◆ **What you should do**
Show each line of the rows below that contains the string "beam"; the match is case-sensitive.

start

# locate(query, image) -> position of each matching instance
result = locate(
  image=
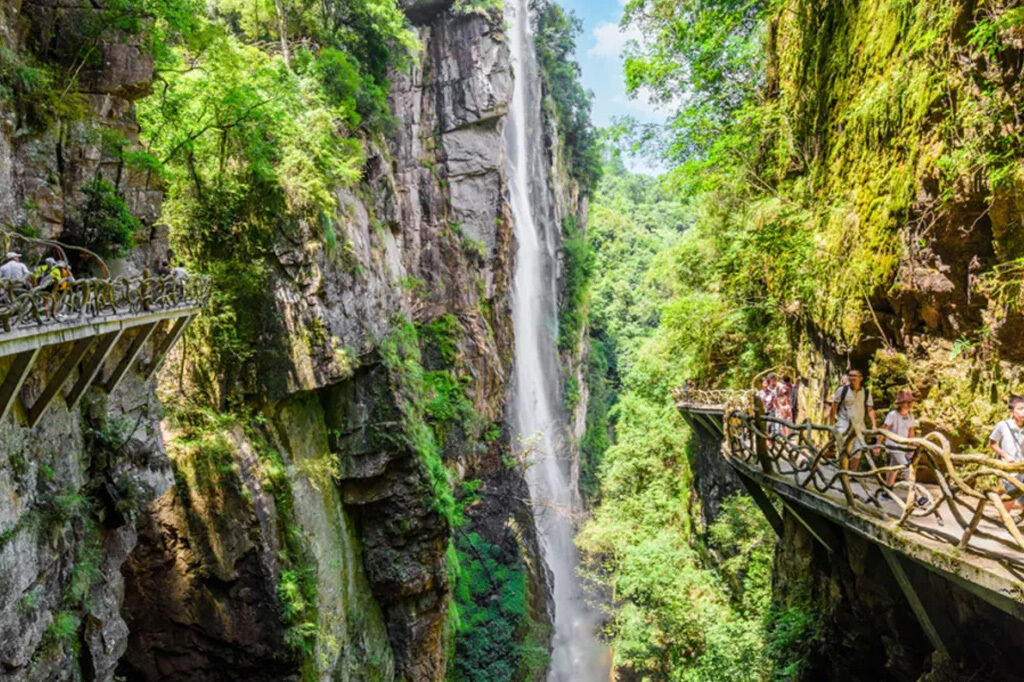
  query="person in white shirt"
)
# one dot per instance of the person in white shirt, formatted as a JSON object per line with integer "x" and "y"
{"x": 850, "y": 406}
{"x": 900, "y": 421}
{"x": 1006, "y": 441}
{"x": 13, "y": 268}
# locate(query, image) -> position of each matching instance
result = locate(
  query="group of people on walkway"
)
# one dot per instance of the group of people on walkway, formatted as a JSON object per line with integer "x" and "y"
{"x": 852, "y": 408}
{"x": 781, "y": 398}
{"x": 50, "y": 274}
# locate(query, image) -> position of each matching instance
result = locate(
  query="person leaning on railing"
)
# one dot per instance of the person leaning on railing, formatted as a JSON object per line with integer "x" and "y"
{"x": 1006, "y": 442}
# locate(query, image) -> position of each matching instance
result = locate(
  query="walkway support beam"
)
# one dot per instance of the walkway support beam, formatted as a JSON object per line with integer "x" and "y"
{"x": 16, "y": 374}
{"x": 91, "y": 367}
{"x": 937, "y": 627}
{"x": 141, "y": 336}
{"x": 763, "y": 503}
{"x": 165, "y": 345}
{"x": 56, "y": 382}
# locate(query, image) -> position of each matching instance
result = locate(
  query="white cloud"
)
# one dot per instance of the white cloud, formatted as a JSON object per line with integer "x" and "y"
{"x": 611, "y": 38}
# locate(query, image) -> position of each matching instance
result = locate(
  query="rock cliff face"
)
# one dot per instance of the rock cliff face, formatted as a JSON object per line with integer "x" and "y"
{"x": 298, "y": 538}
{"x": 71, "y": 487}
{"x": 849, "y": 616}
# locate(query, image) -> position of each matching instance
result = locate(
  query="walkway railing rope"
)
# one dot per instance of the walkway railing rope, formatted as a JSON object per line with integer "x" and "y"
{"x": 947, "y": 496}
{"x": 69, "y": 300}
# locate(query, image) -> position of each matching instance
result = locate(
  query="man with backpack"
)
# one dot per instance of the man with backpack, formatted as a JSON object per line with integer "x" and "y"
{"x": 850, "y": 406}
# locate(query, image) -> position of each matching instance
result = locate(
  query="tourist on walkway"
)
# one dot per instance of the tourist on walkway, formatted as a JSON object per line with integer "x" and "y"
{"x": 767, "y": 397}
{"x": 1006, "y": 442}
{"x": 799, "y": 409}
{"x": 899, "y": 421}
{"x": 850, "y": 406}
{"x": 13, "y": 268}
{"x": 783, "y": 409}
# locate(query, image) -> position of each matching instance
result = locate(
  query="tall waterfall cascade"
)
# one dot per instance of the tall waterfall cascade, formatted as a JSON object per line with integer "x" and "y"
{"x": 538, "y": 416}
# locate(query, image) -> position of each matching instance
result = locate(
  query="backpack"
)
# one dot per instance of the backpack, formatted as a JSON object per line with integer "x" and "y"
{"x": 846, "y": 389}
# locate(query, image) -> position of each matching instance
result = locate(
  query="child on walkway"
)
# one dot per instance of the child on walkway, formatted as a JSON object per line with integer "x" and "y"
{"x": 900, "y": 421}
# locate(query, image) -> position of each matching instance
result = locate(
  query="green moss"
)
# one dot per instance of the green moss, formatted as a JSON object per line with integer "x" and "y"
{"x": 400, "y": 354}
{"x": 496, "y": 639}
{"x": 578, "y": 256}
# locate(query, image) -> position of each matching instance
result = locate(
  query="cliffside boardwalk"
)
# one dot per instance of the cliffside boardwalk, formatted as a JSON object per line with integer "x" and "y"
{"x": 946, "y": 514}
{"x": 97, "y": 327}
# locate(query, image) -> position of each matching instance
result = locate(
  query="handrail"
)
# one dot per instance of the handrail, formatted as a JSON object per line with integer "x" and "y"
{"x": 820, "y": 460}
{"x": 67, "y": 300}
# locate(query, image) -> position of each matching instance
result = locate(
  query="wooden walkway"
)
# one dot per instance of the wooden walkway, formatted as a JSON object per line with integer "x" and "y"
{"x": 97, "y": 331}
{"x": 958, "y": 531}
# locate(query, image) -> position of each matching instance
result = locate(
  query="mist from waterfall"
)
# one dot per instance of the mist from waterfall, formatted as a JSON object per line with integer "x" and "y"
{"x": 539, "y": 419}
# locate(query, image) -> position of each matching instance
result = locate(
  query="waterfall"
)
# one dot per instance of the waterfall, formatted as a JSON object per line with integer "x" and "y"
{"x": 540, "y": 421}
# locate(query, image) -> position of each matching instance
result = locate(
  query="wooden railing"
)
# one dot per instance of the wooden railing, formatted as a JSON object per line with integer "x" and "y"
{"x": 937, "y": 489}
{"x": 62, "y": 301}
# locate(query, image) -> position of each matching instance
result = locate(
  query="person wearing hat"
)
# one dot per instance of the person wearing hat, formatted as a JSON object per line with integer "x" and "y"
{"x": 900, "y": 421}
{"x": 13, "y": 268}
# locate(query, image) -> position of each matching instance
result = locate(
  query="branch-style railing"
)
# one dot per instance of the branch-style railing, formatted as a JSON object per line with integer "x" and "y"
{"x": 971, "y": 488}
{"x": 68, "y": 300}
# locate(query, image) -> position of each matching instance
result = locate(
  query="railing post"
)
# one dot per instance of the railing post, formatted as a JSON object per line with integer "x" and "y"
{"x": 760, "y": 436}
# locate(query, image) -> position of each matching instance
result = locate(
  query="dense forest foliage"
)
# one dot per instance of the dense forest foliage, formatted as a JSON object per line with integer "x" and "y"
{"x": 845, "y": 186}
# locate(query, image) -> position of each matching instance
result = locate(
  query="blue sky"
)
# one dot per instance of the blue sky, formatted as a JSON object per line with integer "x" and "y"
{"x": 598, "y": 51}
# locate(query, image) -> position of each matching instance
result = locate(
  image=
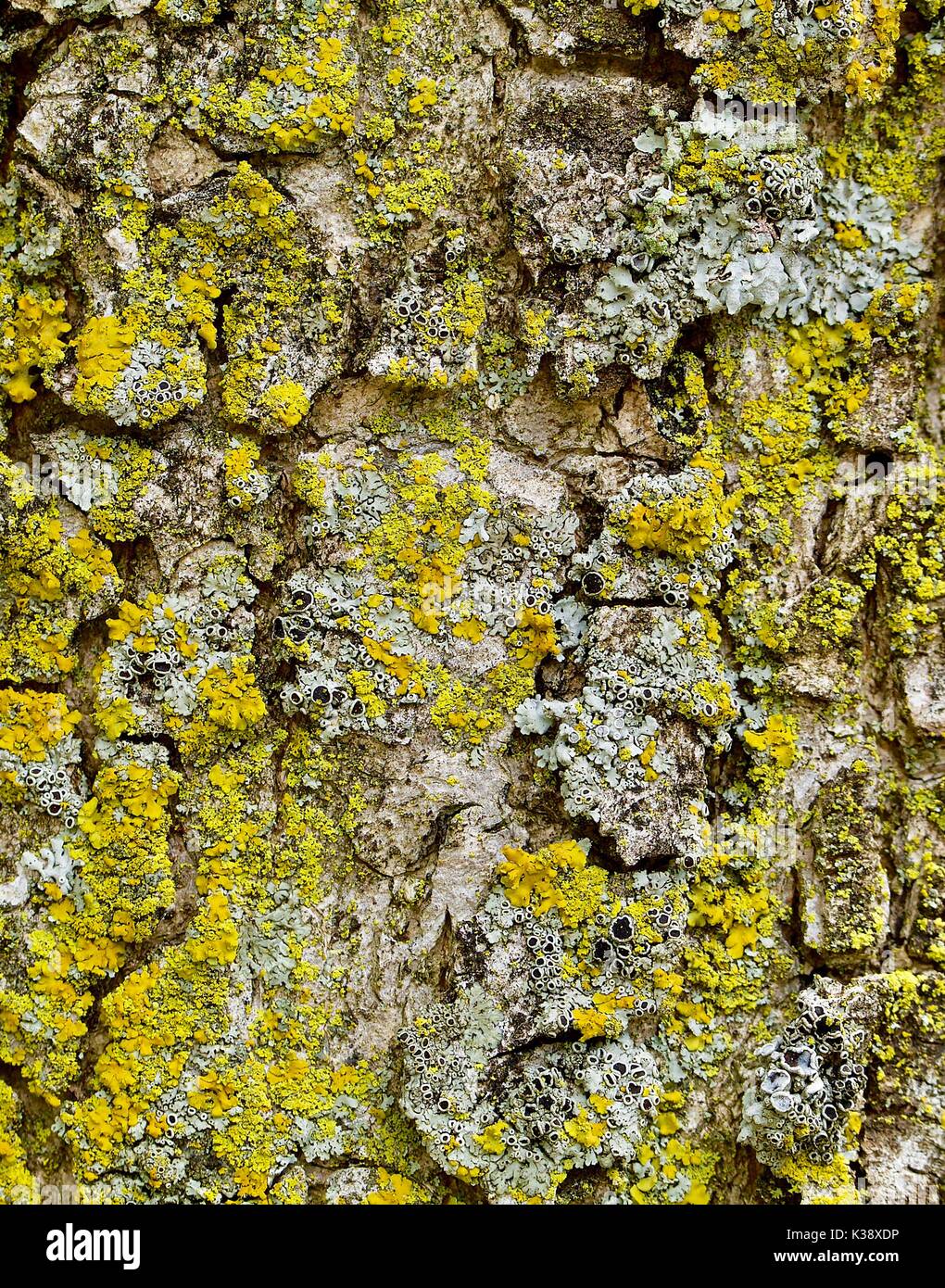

end

◆ **Exercise solution**
  query="walkway support beam"
# one dot per instance of the walkway support beam, formatted as a JSON object per line with integer "x" and "y"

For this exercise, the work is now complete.